STATED PROBLEM ▸ Format every line of the records below as a numbered list, omitting blank lines. Leave the pictures out of your answer.

Excerpts from a point labeling dataset ▸
--------

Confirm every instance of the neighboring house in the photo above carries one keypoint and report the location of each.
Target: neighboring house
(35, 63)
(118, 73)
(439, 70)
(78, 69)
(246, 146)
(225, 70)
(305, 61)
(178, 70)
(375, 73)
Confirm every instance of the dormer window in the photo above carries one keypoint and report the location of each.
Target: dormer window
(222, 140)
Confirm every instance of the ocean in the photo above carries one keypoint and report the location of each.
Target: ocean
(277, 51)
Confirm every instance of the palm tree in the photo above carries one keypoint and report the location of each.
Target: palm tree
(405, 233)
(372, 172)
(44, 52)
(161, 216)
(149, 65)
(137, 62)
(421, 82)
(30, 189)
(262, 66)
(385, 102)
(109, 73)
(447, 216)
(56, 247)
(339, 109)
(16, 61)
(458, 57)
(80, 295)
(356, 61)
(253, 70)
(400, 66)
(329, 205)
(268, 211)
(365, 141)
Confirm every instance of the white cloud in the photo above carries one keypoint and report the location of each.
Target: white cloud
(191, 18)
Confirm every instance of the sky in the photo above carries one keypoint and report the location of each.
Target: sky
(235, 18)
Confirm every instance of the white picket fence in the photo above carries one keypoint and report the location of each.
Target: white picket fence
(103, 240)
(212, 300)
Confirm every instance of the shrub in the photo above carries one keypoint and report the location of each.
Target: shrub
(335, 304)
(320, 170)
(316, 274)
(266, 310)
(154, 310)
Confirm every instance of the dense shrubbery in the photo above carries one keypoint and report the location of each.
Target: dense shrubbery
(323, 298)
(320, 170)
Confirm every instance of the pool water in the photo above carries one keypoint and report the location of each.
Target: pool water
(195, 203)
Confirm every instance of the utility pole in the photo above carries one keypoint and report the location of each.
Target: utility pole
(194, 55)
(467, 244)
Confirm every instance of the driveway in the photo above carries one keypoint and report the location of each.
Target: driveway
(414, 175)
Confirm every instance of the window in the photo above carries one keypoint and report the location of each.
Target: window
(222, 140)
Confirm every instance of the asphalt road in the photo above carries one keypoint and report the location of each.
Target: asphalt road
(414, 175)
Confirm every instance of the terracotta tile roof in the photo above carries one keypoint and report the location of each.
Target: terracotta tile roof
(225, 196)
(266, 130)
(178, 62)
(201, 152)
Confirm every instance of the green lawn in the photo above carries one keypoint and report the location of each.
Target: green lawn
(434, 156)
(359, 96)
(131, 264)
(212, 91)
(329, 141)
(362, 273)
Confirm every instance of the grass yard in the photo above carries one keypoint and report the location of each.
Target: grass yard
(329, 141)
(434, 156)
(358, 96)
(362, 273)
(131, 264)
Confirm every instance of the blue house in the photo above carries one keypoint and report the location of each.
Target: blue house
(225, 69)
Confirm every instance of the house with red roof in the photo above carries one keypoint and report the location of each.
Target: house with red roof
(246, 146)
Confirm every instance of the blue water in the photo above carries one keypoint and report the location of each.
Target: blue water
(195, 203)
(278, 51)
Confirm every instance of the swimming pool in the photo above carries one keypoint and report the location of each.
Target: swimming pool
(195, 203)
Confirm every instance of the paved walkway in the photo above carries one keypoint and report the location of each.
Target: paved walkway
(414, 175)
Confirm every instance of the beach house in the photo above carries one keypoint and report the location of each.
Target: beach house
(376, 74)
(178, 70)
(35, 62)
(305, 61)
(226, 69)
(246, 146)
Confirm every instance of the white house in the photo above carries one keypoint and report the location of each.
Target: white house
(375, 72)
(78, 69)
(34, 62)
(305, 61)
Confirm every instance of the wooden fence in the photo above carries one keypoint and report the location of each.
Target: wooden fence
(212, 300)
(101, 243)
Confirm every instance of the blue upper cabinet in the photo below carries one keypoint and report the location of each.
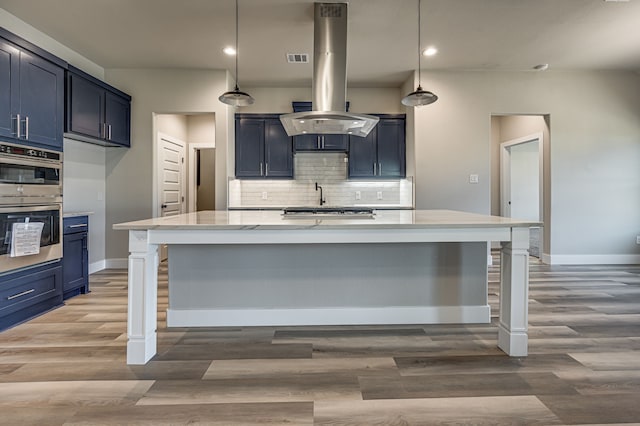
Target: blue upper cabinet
(338, 143)
(96, 112)
(382, 153)
(263, 148)
(31, 94)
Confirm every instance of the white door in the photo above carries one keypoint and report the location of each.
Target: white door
(521, 178)
(171, 178)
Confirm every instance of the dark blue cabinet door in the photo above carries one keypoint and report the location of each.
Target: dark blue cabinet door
(118, 119)
(249, 147)
(41, 100)
(9, 88)
(278, 150)
(85, 107)
(362, 155)
(391, 148)
(75, 261)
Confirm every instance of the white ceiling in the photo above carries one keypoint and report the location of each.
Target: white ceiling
(382, 38)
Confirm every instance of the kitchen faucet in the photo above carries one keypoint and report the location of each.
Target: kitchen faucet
(322, 200)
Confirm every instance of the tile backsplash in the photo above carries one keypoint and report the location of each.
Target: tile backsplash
(330, 171)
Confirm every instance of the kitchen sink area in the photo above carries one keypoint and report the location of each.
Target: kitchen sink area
(328, 212)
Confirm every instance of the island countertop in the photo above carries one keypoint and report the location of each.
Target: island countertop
(394, 219)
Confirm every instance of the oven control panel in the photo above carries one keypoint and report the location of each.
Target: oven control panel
(23, 151)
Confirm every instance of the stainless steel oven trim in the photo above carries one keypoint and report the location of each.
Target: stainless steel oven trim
(47, 253)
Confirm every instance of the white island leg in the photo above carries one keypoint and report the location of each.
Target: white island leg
(143, 295)
(514, 293)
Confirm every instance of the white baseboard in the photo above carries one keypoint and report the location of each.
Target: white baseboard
(591, 259)
(116, 263)
(328, 316)
(97, 266)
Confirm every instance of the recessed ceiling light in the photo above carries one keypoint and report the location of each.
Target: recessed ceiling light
(430, 51)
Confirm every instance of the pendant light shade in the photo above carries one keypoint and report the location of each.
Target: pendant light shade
(236, 97)
(419, 97)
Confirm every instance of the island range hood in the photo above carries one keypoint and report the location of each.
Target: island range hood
(328, 115)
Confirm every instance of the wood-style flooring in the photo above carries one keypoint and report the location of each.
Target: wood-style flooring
(68, 367)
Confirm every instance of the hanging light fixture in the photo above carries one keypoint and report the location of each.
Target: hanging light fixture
(419, 97)
(236, 97)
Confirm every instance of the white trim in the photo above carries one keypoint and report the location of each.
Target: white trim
(328, 316)
(591, 259)
(116, 263)
(97, 266)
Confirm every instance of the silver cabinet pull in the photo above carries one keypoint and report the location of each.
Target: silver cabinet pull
(24, 293)
(18, 131)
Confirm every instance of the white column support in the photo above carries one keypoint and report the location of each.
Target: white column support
(514, 293)
(143, 298)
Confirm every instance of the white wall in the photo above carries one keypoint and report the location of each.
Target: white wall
(594, 152)
(84, 191)
(160, 91)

--------

TASK OUTPUT ▸
1. Confirm every instance of the neighboring house in the photo above carries one keypoint and report the location of each.
2. Target: neighboring house
3. (35, 63)
4. (118, 73)
5. (439, 70)
6. (78, 69)
7. (246, 146)
8. (225, 70)
9. (305, 61)
10. (178, 70)
11. (375, 73)
12. Confirm every instance of the dormer window in the photo above carries one keypoint and report the location of each.
13. Target: dormer window
14. (222, 140)
15. Confirm every instance of the ocean in the photo above carries one keypoint and report the location of each.
16. Target: ocean
17. (277, 51)
18. Confirm every instance of the palm tree in the photo above carries one keypoint and report the location of each.
19. Target: palm tree
20. (405, 233)
21. (372, 172)
22. (44, 52)
23. (161, 216)
24. (149, 65)
25. (137, 62)
26. (421, 82)
27. (30, 189)
28. (262, 66)
29. (385, 102)
30. (109, 73)
31. (447, 216)
32. (56, 247)
33. (339, 109)
34. (16, 61)
35. (458, 57)
36. (80, 295)
37. (356, 61)
38. (253, 70)
39. (400, 66)
40. (329, 205)
41. (268, 211)
42. (365, 141)
43. Confirm every instance of the white cloud in the photo above carries one keypoint and report the location of each.
44. Target: white cloud
45. (191, 18)
46. Confirm every instance of the sky in the photo above carries one keypoint and report the location of each.
47. Target: sky
48. (235, 18)
49. Confirm every instance of the white picket fence in the photo above carries one keypoint and report the location of each.
50. Target: white picket fence
51. (103, 240)
52. (212, 300)
53. Confirm every instance of the shrub in the photo above carries one keypoint and report the location of each.
54. Target: shrub
55. (335, 304)
56. (320, 170)
57. (316, 274)
58. (266, 310)
59. (154, 310)
60. Confirm every instance of the dense shrubbery in the photo above carries one keypoint and report the location of each.
61. Target: dense shrubbery
62. (323, 298)
63. (320, 170)
64. Confirm every instance of the pool water in the photo above carries one keypoint and report the location of each.
65. Target: pool water
66. (195, 203)
67. Confirm every instance of the utility pole in the photo above carries one keypoint and report the location of each.
68. Target: utility pole
69. (194, 55)
70. (467, 244)
71. Confirm every instance of the driveway in the photo above carries one keypoint and report the location of each.
72. Target: driveway
73. (414, 175)
74. Confirm every instance of the window in the photo above carries one keypoint and report the location of each.
75. Target: window
76. (222, 140)
77. Confirm every instance of the asphalt road in the photo above carries one keypoint and report the location of each.
78. Target: asphalt road
79. (414, 175)
80. Confirm every instance of the terracotta tile roof in the photo above carries one keypoint and report the location of each.
81. Target: terracotta tile roof
82. (225, 196)
83. (266, 130)
84. (178, 62)
85. (201, 152)
86. Confirm every instance of the green lawn in the photo above carries one keypoint and report the location of each.
87. Target: green lawn
88. (434, 156)
89. (359, 96)
90. (131, 264)
91. (212, 91)
92. (329, 141)
93. (362, 273)
94. Confirm every instance of the grass yard in the photo above carries one keypoint and report the location of each.
95. Target: grass yard
96. (329, 141)
97. (434, 156)
98. (358, 96)
99. (362, 273)
100. (131, 264)
101. Confirm every instance of the blue house in the photo above carries one keypoint and report the location of each.
102. Target: blue house
103. (225, 69)
104. Confirm every instance of the house with red roof in the photo above carries one keypoint and report the location of each.
105. Target: house with red roof
106. (246, 146)
107. Confirm every instance of the blue water in the photo above carries one keypoint and report the location of each.
108. Target: blue water
109. (195, 203)
110. (278, 51)
111. Confirm every instance of the swimming pool in the photo above carries one keypoint and report the location of each.
112. Target: swimming pool
113. (195, 203)
114. Confirm every instance of the paved walkway in the photo above carries one keypoint and report the location of each.
115. Target: paved walkway
116. (414, 175)
117. Confirm every instance of the beach house in the photo above carries one keypoint and report the location of each.
118. Target: beach house
119. (376, 74)
120. (178, 70)
121. (35, 62)
122. (305, 61)
123. (226, 69)
124. (246, 146)
125. Confirm every instance of the white house in the photo above carries one keypoint and report the location of each.
126. Target: white house
127. (375, 72)
128. (78, 69)
129. (34, 62)
130. (305, 61)
131. Confirm every instance of the wooden fence in the photo above carries one keypoint and report the location of each.
132. Target: wooden fence
133. (212, 300)
134. (101, 243)
135. Confirm every instance of the blue upper cabinet in the photo below carries one keypoint and report the location of each.
136. Target: blue upper cabinet
137. (338, 143)
138. (96, 112)
139. (382, 153)
140. (263, 148)
141. (31, 94)
142. Confirm every instance of the white door in the photo above carries one keypoint and report the location of each.
143. Target: white door
144. (521, 178)
145. (171, 178)
146. Confirm every instance of the dark blue cabinet door in the photo above carries one keypoint and report the location of each.
147. Target: dark blue cabinet door
148. (118, 119)
149. (249, 147)
150. (41, 100)
151. (9, 88)
152. (278, 150)
153. (85, 107)
154. (362, 155)
155. (391, 148)
156. (75, 261)
157. Confirm every instance of the white ceiling in the photo above carries one keypoint and report the location of each.
158. Target: white ceiling
159. (382, 38)
160. Confirm every instance of the kitchen faucet in the photo above carries one keypoint and report the location of each.
161. Target: kitchen faucet
162. (322, 200)
163. Confirm every instance of the tile backsplash in the photo above carries one keypoint and report the location of each.
164. Target: tile backsplash
165. (330, 171)
166. Confirm every instance of the kitchen sink area in the photo above carries one keypoint and report the location of each.
167. Target: kitchen sink area
168. (328, 212)
169. Confirm every instance of the island countertop in the photo above carries one keypoint and report the location of each.
170. Target: island countertop
171. (394, 219)
172. Confirm every instance of the oven control panel in the photo above carries one keypoint and report the location of each.
173. Target: oven control panel
174. (23, 151)
175. Confirm every instance of the stainless steel oven trim in the photo above carries one keypoint and report the location of each.
176. Target: stainless steel oven trim
177. (47, 253)
178. Confirm every instance of the white island leg in the photo above carries one keypoint and report the location of each.
179. Target: white island leg
180. (143, 295)
181. (514, 293)
182. Confirm every instance of the white baseboard in the photo above carries one keypoint and report the location of each.
183. Target: white baseboard
184. (591, 259)
185. (116, 263)
186. (328, 316)
187. (97, 266)
188. Confirm every instance of the recessed ceiling light in the photo above carries one keypoint and report the location of each.
189. Target: recessed ceiling light
190. (430, 51)
191. Confirm every instance of the pendant light shade in the photo above carries one keypoint and report the location of each.
192. Target: pendant light shade
193. (236, 97)
194. (419, 97)
195. Confirm every instance of the island range hood in the photo above carries one keypoint and report the location of each.
196. Target: island range hood
197. (328, 115)
198. Confirm every instance of the wood-style flooring in the photo above carries one keypoint and report the location of each.
199. Target: wood-style flooring
200. (68, 367)
201. Confirm every instance of the hanging light fixture in the photo above carries one keypoint and report the location of each.
202. Target: hanging light fixture
203. (419, 97)
204. (236, 97)
205. Confirm every instance of the white trim in the photo above carries one keypoint and report the location of each.
206. Target: white trim
207. (328, 316)
208. (591, 259)
209. (116, 263)
210. (97, 266)
211. Confirm every instance of the silver cabinet pull in the photo above carries one keypoint and report the location of each.
212. Target: silver cabinet pull
213. (24, 293)
214. (18, 131)
215. Confirm every instance of the white column support in the photo above carries one keypoint and report the location of each.
216. Target: white column support
217. (514, 293)
218. (143, 298)
219. Confirm every instance of the white wall in the photo above carries one keypoint and report the location of each.
220. Target: white wall
221. (594, 152)
222. (84, 191)
223. (160, 91)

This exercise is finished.